Reproduce the entries below in full, word for word.

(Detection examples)
* * *
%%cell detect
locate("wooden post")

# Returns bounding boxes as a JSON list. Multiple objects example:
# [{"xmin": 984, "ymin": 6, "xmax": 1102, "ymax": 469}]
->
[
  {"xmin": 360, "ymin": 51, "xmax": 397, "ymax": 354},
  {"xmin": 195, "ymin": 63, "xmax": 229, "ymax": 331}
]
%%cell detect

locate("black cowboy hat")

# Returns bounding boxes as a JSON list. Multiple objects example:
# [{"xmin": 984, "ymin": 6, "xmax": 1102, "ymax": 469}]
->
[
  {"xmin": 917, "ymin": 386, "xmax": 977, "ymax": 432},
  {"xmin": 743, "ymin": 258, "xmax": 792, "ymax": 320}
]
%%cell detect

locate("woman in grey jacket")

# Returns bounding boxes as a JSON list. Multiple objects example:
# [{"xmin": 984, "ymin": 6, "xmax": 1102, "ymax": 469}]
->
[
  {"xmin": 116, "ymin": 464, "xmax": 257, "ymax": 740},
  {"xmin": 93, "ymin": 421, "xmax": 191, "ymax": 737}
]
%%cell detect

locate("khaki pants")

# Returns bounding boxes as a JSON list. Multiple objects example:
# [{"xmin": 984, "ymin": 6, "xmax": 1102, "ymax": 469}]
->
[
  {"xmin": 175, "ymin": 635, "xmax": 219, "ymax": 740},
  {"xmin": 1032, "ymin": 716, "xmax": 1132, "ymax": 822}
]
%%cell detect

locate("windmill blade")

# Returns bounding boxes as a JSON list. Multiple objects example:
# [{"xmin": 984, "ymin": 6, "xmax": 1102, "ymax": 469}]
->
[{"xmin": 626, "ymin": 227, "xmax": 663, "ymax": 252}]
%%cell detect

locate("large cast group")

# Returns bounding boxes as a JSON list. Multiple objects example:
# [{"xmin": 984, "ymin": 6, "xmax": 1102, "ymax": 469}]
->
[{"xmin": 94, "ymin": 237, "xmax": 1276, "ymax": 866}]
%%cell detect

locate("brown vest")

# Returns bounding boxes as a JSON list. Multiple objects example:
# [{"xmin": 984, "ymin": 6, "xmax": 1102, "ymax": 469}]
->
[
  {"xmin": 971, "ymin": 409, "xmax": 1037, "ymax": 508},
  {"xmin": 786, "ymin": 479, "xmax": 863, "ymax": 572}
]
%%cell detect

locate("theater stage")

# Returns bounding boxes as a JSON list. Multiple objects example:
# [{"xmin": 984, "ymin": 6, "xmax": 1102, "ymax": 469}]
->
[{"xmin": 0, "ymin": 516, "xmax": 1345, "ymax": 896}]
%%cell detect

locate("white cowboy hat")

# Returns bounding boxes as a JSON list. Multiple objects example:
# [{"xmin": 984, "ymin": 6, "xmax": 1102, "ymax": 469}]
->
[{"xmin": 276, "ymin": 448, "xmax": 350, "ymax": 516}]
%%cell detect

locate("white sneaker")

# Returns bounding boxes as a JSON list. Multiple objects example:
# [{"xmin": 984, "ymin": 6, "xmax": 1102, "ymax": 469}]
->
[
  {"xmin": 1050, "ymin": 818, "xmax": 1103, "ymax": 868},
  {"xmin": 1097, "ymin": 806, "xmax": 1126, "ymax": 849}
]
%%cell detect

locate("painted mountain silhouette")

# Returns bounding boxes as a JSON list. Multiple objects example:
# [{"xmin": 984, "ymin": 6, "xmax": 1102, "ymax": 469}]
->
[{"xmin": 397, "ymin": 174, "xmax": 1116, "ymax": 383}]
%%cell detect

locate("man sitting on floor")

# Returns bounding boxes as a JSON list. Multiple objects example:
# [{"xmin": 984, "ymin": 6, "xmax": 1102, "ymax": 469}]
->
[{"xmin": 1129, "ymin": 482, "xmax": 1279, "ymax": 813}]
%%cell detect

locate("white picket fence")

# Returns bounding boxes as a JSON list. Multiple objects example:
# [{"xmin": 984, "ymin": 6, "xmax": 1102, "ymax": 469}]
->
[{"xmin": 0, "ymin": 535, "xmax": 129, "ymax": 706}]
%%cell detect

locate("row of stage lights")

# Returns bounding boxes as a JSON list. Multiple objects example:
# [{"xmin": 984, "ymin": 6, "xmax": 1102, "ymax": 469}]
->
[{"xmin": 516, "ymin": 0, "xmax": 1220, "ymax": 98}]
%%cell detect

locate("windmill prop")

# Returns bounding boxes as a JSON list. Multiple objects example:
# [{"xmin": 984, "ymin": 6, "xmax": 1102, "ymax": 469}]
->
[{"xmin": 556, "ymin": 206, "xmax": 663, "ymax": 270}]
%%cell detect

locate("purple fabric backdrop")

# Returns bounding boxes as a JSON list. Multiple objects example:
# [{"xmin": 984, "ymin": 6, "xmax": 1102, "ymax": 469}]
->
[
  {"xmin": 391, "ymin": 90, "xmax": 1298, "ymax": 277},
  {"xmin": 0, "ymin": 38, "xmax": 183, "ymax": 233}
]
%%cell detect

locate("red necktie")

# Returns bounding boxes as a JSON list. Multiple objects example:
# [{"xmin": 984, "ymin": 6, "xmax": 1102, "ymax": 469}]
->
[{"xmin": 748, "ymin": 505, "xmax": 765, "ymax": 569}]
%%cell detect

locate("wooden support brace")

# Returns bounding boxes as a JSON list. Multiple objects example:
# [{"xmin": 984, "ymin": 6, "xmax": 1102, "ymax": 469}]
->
* * *
Exercise output
%%cell detect
locate("wooden post")

# Returns bounding boxes as a JSON list. Multiple objects example:
# [{"xmin": 984, "ymin": 6, "xmax": 1102, "ymax": 469}]
->
[
  {"xmin": 360, "ymin": 51, "xmax": 397, "ymax": 354},
  {"xmin": 195, "ymin": 63, "xmax": 229, "ymax": 331}
]
%%cell detect

locate("black cowboy hat")

# Returns bounding boxes as a JSON list. Multiple objects example:
# [{"xmin": 984, "ymin": 6, "xmax": 1102, "ymax": 469}]
->
[
  {"xmin": 917, "ymin": 386, "xmax": 977, "ymax": 432},
  {"xmin": 743, "ymin": 258, "xmax": 792, "ymax": 320}
]
%%cell detect

locate("woman in grey jacket")

# Returns bounding boxes as a JSON list. Multiple objects example:
# [{"xmin": 984, "ymin": 6, "xmax": 1102, "ymax": 469}]
->
[
  {"xmin": 116, "ymin": 464, "xmax": 257, "ymax": 740},
  {"xmin": 93, "ymin": 421, "xmax": 191, "ymax": 737}
]
%%cell detect

locate("khaki pants")

# Returns bounding boxes as a JSON list. Multiple objects example:
# [{"xmin": 984, "ymin": 6, "xmax": 1102, "ymax": 469}]
->
[
  {"xmin": 175, "ymin": 635, "xmax": 219, "ymax": 740},
  {"xmin": 1032, "ymin": 716, "xmax": 1132, "ymax": 822}
]
%%cell detect

locate("windmill blade")

# Returns bounding boxes as a JSON list. Multiple objects example:
# [{"xmin": 984, "ymin": 6, "xmax": 1102, "ymax": 469}]
->
[{"xmin": 626, "ymin": 227, "xmax": 663, "ymax": 252}]
%%cell detect

locate("large cast group")

# Returns bounding boxes as a JSON list. Multiple objects example:
# [{"xmin": 984, "ymin": 6, "xmax": 1102, "ymax": 469}]
->
[{"xmin": 94, "ymin": 237, "xmax": 1276, "ymax": 866}]
%%cell detect

locate("brown vest")

# Returns bounding boxes as a JSON list. Multiple objects example:
# [{"xmin": 984, "ymin": 6, "xmax": 1102, "ymax": 469}]
->
[
  {"xmin": 971, "ymin": 409, "xmax": 1037, "ymax": 508},
  {"xmin": 786, "ymin": 479, "xmax": 863, "ymax": 572}
]
%%cell detect

locate("theater stage")

# Returns bounding boxes as a JSON list. Multiple objects example:
# [{"xmin": 984, "ymin": 6, "xmax": 1102, "ymax": 469}]
->
[{"xmin": 0, "ymin": 516, "xmax": 1345, "ymax": 896}]
%%cell detect

locate("white cowboy hat")

# Returns bounding boxes as a JSON list. Multiple objects example:
# [{"xmin": 984, "ymin": 6, "xmax": 1102, "ymax": 469}]
->
[{"xmin": 276, "ymin": 448, "xmax": 350, "ymax": 516}]
%%cell detect

locate("white sneaker")

# Returns bounding boxes as a JSON list. Multiple objects example:
# [{"xmin": 984, "ymin": 6, "xmax": 1102, "ymax": 469}]
->
[
  {"xmin": 1050, "ymin": 818, "xmax": 1103, "ymax": 868},
  {"xmin": 1097, "ymin": 806, "xmax": 1126, "ymax": 849}
]
%%cell detect

locate("painted mountain silhouette")

# Returns bounding boxes as a JSON list. Multiple objects example:
# [{"xmin": 984, "ymin": 6, "xmax": 1102, "ymax": 469}]
->
[{"xmin": 397, "ymin": 174, "xmax": 1116, "ymax": 383}]
%%cell detect

locate("man sitting on floor")

# Returns bounding boxes as a JSON list. Multiple objects example:
# [{"xmin": 984, "ymin": 6, "xmax": 1102, "ymax": 469}]
->
[{"xmin": 1129, "ymin": 482, "xmax": 1279, "ymax": 813}]
%%cell detect

locate("white picket fence")

# Returns bounding boxes as a JSON list. Multiple objects example:
# [{"xmin": 984, "ymin": 6, "xmax": 1102, "ymax": 469}]
->
[{"xmin": 0, "ymin": 535, "xmax": 129, "ymax": 706}]
%%cell detect

locate("row of stage lights")

# Returns bounding boxes as a JSON list. Multiple objects example:
# [{"xmin": 984, "ymin": 6, "xmax": 1102, "ymax": 469}]
->
[{"xmin": 516, "ymin": 0, "xmax": 1220, "ymax": 98}]
%%cell detect

locate("windmill prop")

# Returns bounding boxes as a JSON list. Multiple objects example:
# [{"xmin": 984, "ymin": 6, "xmax": 1102, "ymax": 469}]
->
[{"xmin": 556, "ymin": 206, "xmax": 663, "ymax": 270}]
%%cell detect

locate("purple fabric backdrop")

# Returns bounding boxes as a JSON list. Multiple objects example:
# [{"xmin": 984, "ymin": 6, "xmax": 1102, "ymax": 469}]
->
[
  {"xmin": 391, "ymin": 90, "xmax": 1298, "ymax": 277},
  {"xmin": 0, "ymin": 38, "xmax": 183, "ymax": 233}
]
%%cell detect

locate("red necktie")

# Returns bounding boxes as a JSON list. Multiple objects example:
# [{"xmin": 984, "ymin": 6, "xmax": 1102, "ymax": 469}]
->
[{"xmin": 748, "ymin": 505, "xmax": 765, "ymax": 569}]
%%cell detect

locate("wooden support brace")

# Returns bounding boxes as a JSON list. Multiple objects example:
# [{"xmin": 984, "ymin": 6, "xmax": 1102, "ymax": 469}]
->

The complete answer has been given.